──────── Page ────────

Re: Judgement vs Acceptance

Post by Roy »

After talking to my spouse, I would talk to my relative about how they and their partner would feel most comfortable. If I have a space/guest bedroom then I would offer that to them but I would ask to make sure that this is what they might prefer.

I would do the same for a straight unmarried couple and even for a straight married couple (though with the marrieds, I might assume they prefer to sleep in the same bed).
"It is not so much the pain and suffering of life which crushes the individual as it is its meaninglessness and hopelessness." C. A. Elwood

“It is not the function of religion to answer all the questions about God’s moral government of the universe, but to give one courage, through faith, to go on in the face of questions he never finds the answer to in his present status.” TPC: Harold B. Lee 223

"I struggle now with establishing my faith that God may always be there, but may not always need to intervene" Heber13
Minyan Man
Posts: 2276
Joined: 15 Sep 2011, 13:40

Re: Judgement vs Acceptance

Post by Minyan Man »

I found this video on youtube. It is interesting how some members are struggling with church
policy. It makes me pause & reflect how I should be treating people we know & love that
living their lives that goes against church policy.

https://www.youtube.com/watch?v=JqZ7GTe1kVo

This prompted me to reflect on people I know or knew that took their own life because they
were gay & still trying to be active in the church. If you're wondering, we did invite them to
stay with us. We had a wonderful, fulfilling & happy time. We will do it again regardless of a
church policy that seems to go against the choice we made. Maybe I'm interpreting the policy
wrong.
Roy
Posts: 7279
Joined: 07 Oct 2010, 14:16
Location: Pacific Northwest

Re: Judgement vs Acceptance

Post by Roy »

In my effort to StayLDS, I use a strategy of compartmentalization. In this way, I separate how I feel about and try to treat my LGBTQ+ fellows and how I perceive that the church policy treats them. I hope that this distinction is noticed and understood by my LGBTQ+ fellows and that they don't feel uncomfortable around me because of my LDS affiliation.

I don't believe that I have ever made any covenant to treat LGBTQ+ individuals any differently than I would others.

I think many wrestle with how to treat people that are openly in an LGBTQ+ relationship because of the idea that these relationships are sin and only through eternal heterosexual marriage can a man and a woman become exalted. I think they feel that they foresee a danger of hellfire (or some other eternal punishment) ahead and that it is proper and loving to warn of that danger. They may even feel that those individuals need to be ostracized from the group/family to some degree lest other, more impressionable, children might be negatively influenced.

I get why many LDS struggle with this question on how best to treat openly practicing LGBTQ+ individuals.
"It is not so much the pain and suffering of life which crushes the individual as it is its meaninglessness and hopelessness." C. A. Elwood

“It is not the function of religion to answer all the questions about God’s moral government of the universe, but to give one courage, through faith, to go on in the face of questions he never finds the answer to in his present status.” TPC: Harold B. Lee 223

"I struggle now with establishing my faith that God may always be there, but may not always need to intervene" Heber13
Carburettor
Posts: 159
Joined: 10 Jul 2023, 01:49

Re: Judgement vs Acceptance

Post by Carburettor »

──────── Listing ────────

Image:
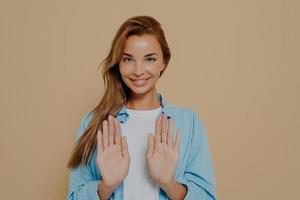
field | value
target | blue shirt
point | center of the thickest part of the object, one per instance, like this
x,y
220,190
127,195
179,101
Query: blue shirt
x,y
194,167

────────

• _Set tasks_
#1 Rewrite the listing with every instance of "shirt" replaced by "sweater", leaving everything else unchanged and omitting the pictures.
#2 Carry on the forum thread on judgment and acceptance from the point at which it stops.
The forum thread and the listing are unrelated to each other.

• _Expected responses_
#1
Image:
field | value
target | blue sweater
point | center of the thickest part of the object, one per instance, like this
x,y
220,190
127,195
179,101
Query: blue sweater
x,y
194,167

#2
I joined this forum almost a year ago to air my concern that those who identify as LGBTQ+ can never truly find peace as active members of the LDS Church (viewtopic.php?t=10270). I believe it is impossible on account of the many historical statements that have never been disavowed, and because of practice, policy, and culture. It is something I have battled with for decades, and that battle will come to a head when President Nelson is replaced by DHO.

It's a similar issue to this thread because the black-and-white of it might easily lead us to throw out the baby with the bathwater.

One of my children went off to university, and, as my wife and I understood the situation, she was immersed in the YSA experience. Little by little, however, we learnt it wasn't her thing and that the YSAs weren't her people. Then she told us she had a non-member boyfriend. And the next step was that he became her partner while she was still living in student accommodation with her female friends.

Next came the issue of visiting our home with her boyfriend/partner. To us, it was the same complication of which you speak. This was our daughter for whom we had hoped for a temple marriage — and she wanted to bring her boyfriend to our home and share a bed with him because she said they were already sexually active. She said they wouldn't do anything under our roof — but for us it was the principle. We insisted he sleep in the lounge on account of our still having teenage children at home.

Fast-forward three years, and they live together. When they visit, we make up a double bed. Have our standards changed? No. Do we respect their right to make their own choices as they see fit? Absolutely, even though it took some adjustment. We taught our daughter our principles, and now she governs herself. And we love her just as much.

We had to accept that her adult choices were hers alone to make. She knows what we believe, and we expect her to be considerate of that. However, it is easier for everyone when we treat the two of them as a married couple — which is how they behave in every other way.

I'm sure there won't be many Church members who would welcome same-sex couples getting up to monkey business while visiting as guests because that would be a serious line-crossing for anyone in such a situation.

There is a marked difference between performing a gay wedding and attending one. May we all have the wisdom to see that.
Last edited by Carburettor on 28 May 2024, 06:20, edited 1 time in total.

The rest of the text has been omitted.